__QUOTED PASSAGE__
────────────────────

ATM Charges: Middle Class is Any Time Milch Class for Bankers

Policy process in India is best described by the cliché— there is/must be a method in the madness. Indeed, often madness seems to be the method. And the new guidelines governing transactions at ATMs fit the bill.

In 2008, the Reserve Bank of India in its wisdom decided that one way to expand banking in the country is to promote access through the expansion of ATMs and its usage. It directed banks to allow, from April 2009, five transactions per month free of charge/levy whether on “own ATMs” or on “other bank ATMs”.

In 2014, the Reserve Bank of India has changed its parish. It has now allowed banks to extract rent from account holders. As against five transactions on other bank ATMs, account holders will have to pay after three transactions a levy of `20-plus Service Tax (after all the government must get a share of the booty). 

What has changed? In 2008, the RBI had piously said, “The ideal situation is that a customer should be able to access any ATM installed in the country free of charge through an equitable cooperative initiative by banks.” In 2014, it has piously refrained from clarifying why. The very RBI which advocated the expansion of ATM networks to deliver banking—the number of ATMs has shot up from 32,342 in December 2007 to over 1.65 lakh in March 2014—has decided a cap on number of transactions.

What we do know is that the change of mind follows a representation made by a “few banks and the Indian Banks Association” seeking changes regarding free transactions at other banks’ ATMs to cover costs. We are informed that these guidelines are applicable only to account holders in the major metros of Mumbai, New Delhi, Chennai, Kolkata, Bengaluru and Hyderabad —transactions on ATMs outside these metros the cap remains at five as before. We are also told that the cap of three transactions does not apply to the no-frills and basic accounts.

The move by the RBI allowing banks to target a geographic and economic segment raises several questions. The arbitrariness is explicit. Statistics provided by RBI shows that in June 2014, total ATM transactions was 55, 58, 09,580—roughly 55.5 crore—and the value of the transactions was `1,79,285 crore, which gives an average of `3,100 per transaction. What is the basis of the cap—volume, value or costs? And who decides? What is the loss being suffered by banks on this count? The cost arithmetic must be factored and competing viewpoints made public during the process and in the guideline. Prima facie, a guideline ostensibly based on representations made by banks reeks of the cartel factor.

Sure, there is a cost to maintaining the ATMs. But isn’t that just as true for ATMs outside the six metros? It is estimated that every time a customer walks into the branch, it costs the bank between `45 and `75, whereas it costs a third of that when the customer uses the ATM. What about costs saved? The banks are happy to cite the convenience logic, but where is the cost efficiency logic? And why only the six mega metros and why only accounts obviously held by the middle class? Is this an implicit tax on financial transactions with a cap? Policy cannot be based on the fulcrum of who can pay but what must be paid. Is the ever-willing, ever-vulnerable middle class a convenient Any Time Milch class?

────────────────────

__PROBLEM A__
In the records, rename "dark jacket" to "black jacket" in the lines from the one containing "the flatbed trailer" through the end of the records, inclusive. Return only those lines, with everything else unchanged.

────────────────────

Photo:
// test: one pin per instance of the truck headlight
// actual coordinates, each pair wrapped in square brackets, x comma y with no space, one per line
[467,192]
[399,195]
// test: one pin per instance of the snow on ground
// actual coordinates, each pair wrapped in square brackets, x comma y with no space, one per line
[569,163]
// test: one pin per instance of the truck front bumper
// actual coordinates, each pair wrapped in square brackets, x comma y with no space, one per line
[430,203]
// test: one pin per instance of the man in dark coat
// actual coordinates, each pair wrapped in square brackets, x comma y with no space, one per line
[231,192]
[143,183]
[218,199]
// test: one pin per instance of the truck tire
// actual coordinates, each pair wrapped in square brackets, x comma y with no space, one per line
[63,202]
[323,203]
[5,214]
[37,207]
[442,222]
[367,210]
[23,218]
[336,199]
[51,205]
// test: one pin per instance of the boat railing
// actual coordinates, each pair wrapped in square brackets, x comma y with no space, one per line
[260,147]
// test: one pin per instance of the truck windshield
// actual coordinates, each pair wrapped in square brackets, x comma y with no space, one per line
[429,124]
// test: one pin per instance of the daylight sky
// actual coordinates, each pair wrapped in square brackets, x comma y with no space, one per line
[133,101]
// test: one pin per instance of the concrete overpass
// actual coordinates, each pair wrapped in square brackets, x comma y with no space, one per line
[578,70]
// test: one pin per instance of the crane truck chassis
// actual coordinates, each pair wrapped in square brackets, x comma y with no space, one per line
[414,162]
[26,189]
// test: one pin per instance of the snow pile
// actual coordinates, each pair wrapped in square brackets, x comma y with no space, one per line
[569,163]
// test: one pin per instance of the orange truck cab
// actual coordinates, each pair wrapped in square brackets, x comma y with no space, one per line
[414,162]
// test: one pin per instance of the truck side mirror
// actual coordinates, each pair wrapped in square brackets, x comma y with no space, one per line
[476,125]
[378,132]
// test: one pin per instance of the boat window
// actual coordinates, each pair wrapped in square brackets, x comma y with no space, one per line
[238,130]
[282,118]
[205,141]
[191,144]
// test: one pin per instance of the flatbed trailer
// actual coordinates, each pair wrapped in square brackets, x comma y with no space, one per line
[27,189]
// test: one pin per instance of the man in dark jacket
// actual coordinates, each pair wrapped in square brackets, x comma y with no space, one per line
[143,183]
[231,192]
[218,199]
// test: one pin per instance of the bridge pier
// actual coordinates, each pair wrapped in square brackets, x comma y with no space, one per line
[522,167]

────────────────────

__PROBLEM B__
Answer these questions about the ATM charges article:
(i) From what month and year did the RBI direct banks to allow five free ATM transactions per month?
(ii) How many ATMs were there in March 2014?
(iii) Which accounts are not subject to the cap of three transactions?

__CORRECT ANSWER A__
// test: one pin per instance of the flatbed trailer
// actual coordinates, each pair wrapped in square brackets, x comma y with no space, one per line
[27,189]
// test: one pin per instance of the man in black jacket
// actual coordinates, each pair wrapped in square brackets, x comma y with no space, one per line
[143,183]
[231,192]
[218,199]
// test: one pin per instance of the bridge pier
// actual coordinates, each pair wrapped in square brackets, x comma y with no space, one per line
[522,167]

__CORRECT ANSWER B__
(i) April 2009
(ii) Over 1.65 lakh
(iii) No-frills and basic accounts